Stored items:
↓↓↓

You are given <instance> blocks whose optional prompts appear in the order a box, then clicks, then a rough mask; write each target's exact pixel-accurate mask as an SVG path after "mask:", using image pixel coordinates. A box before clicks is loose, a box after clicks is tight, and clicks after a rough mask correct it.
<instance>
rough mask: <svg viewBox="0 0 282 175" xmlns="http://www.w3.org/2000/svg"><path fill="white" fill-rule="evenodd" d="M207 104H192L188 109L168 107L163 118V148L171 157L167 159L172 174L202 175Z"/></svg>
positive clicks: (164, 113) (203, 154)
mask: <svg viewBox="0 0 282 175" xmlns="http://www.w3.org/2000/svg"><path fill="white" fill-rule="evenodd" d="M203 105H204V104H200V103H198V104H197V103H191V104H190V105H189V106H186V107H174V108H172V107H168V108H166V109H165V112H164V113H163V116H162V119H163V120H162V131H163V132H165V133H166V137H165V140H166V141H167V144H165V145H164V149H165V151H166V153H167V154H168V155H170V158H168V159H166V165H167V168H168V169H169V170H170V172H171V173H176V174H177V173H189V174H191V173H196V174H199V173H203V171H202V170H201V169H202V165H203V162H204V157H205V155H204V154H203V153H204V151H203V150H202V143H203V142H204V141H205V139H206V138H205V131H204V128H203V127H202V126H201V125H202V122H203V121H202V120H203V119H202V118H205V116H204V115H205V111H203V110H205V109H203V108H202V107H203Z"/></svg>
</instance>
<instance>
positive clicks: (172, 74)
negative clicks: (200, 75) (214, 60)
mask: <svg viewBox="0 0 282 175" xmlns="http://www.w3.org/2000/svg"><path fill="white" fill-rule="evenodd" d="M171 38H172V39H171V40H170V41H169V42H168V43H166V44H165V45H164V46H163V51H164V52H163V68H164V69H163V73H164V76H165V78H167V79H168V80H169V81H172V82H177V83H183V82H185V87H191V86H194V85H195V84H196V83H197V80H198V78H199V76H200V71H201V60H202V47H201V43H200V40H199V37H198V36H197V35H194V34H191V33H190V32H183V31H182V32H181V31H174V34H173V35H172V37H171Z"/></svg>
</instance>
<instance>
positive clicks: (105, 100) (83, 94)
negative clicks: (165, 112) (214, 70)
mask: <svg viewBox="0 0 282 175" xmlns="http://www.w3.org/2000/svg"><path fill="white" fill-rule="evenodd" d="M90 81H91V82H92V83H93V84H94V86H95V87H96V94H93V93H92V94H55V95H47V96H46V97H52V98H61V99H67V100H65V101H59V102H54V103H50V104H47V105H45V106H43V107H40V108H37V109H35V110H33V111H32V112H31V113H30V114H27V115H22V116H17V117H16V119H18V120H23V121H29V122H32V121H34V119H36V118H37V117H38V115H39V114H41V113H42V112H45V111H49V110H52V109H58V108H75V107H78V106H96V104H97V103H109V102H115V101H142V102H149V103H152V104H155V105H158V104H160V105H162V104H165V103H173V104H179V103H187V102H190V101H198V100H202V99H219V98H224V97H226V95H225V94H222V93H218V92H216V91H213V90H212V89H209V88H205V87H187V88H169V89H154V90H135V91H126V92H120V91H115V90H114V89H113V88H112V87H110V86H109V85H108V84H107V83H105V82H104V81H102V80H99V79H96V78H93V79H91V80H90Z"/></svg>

↑↑↑

■ **Activity**
Rewrite every line of the stored items above as a numbered list, leaving out any blank lines.

■ **Solution to this problem**
1. You are given <instance> blocks whose optional prompts appear in the order a box, then clicks, then a rough mask; write each target's exact pixel-accurate mask as an SVG path after "mask:", using image pixel coordinates. A box before clicks is loose, a box after clicks is tight, and clicks after a rough mask correct it.
2. <instance>
3. rough mask: <svg viewBox="0 0 282 175" xmlns="http://www.w3.org/2000/svg"><path fill="white" fill-rule="evenodd" d="M207 104H192L188 109L168 107L163 118V148L171 157L167 159L172 174L202 175Z"/></svg>
4. positive clicks: (164, 113) (203, 154)
5. mask: <svg viewBox="0 0 282 175" xmlns="http://www.w3.org/2000/svg"><path fill="white" fill-rule="evenodd" d="M203 105H204V104H200V103H198V104H197V103H191V104H190V105H189V106H186V107H174V108H172V107H168V108H166V109H165V112H164V113H163V116H162V119H163V120H162V131H163V132H165V133H166V137H165V140H166V141H167V144H165V145H164V149H165V151H166V153H167V154H168V155H170V158H168V159H166V165H167V168H168V169H169V170H170V172H171V173H176V174H177V173H189V174H191V173H196V174H199V173H203V171H202V170H201V169H202V165H203V162H204V157H205V155H204V154H203V153H204V151H203V150H202V143H203V142H204V141H205V139H206V138H205V131H204V128H203V127H202V126H201V125H202V122H203V121H202V120H203V119H202V118H205V116H204V115H205V111H203V110H205V109H203V108H202V107H203Z"/></svg>
6. </instance>
7. <instance>
8. positive clicks: (172, 74)
9. negative clicks: (200, 75) (214, 60)
10. mask: <svg viewBox="0 0 282 175" xmlns="http://www.w3.org/2000/svg"><path fill="white" fill-rule="evenodd" d="M171 38H172V39H171V40H170V41H169V42H168V43H166V44H165V45H164V46H163V51H164V52H163V68H164V69H163V73H164V76H165V78H167V79H168V80H169V81H172V82H177V83H183V82H185V87H191V86H194V85H195V84H196V83H197V80H198V78H199V76H200V71H201V60H202V47H201V43H200V40H199V37H198V36H197V35H194V34H191V33H190V32H183V31H182V32H181V31H174V34H173V35H172V37H171Z"/></svg>
11. </instance>
12. <instance>
13. positive clicks: (105, 100) (83, 94)
14. negative clicks: (165, 112) (214, 70)
15. mask: <svg viewBox="0 0 282 175" xmlns="http://www.w3.org/2000/svg"><path fill="white" fill-rule="evenodd" d="M90 81H91V82H92V83H93V84H94V86H95V87H96V94H93V93H92V94H55V95H47V96H46V97H52V98H61V99H67V100H65V101H59V102H54V103H50V104H47V105H45V106H43V107H40V108H37V109H35V110H33V111H32V112H31V113H30V114H27V115H22V116H17V117H16V119H18V120H23V121H29V122H32V121H34V119H36V118H37V117H38V115H39V114H41V113H42V112H45V111H49V110H52V109H58V108H75V107H78V106H96V104H97V103H109V102H115V101H142V102H149V103H152V104H155V105H158V104H160V105H162V104H165V103H173V104H179V103H187V102H190V101H198V100H202V99H219V98H224V97H226V95H225V94H222V93H218V92H216V91H213V90H212V89H209V88H205V87H187V88H169V89H154V90H135V91H126V92H120V91H115V90H114V89H113V88H112V87H110V86H109V85H108V84H107V83H105V82H104V81H102V80H99V79H96V78H93V79H91V80H90Z"/></svg>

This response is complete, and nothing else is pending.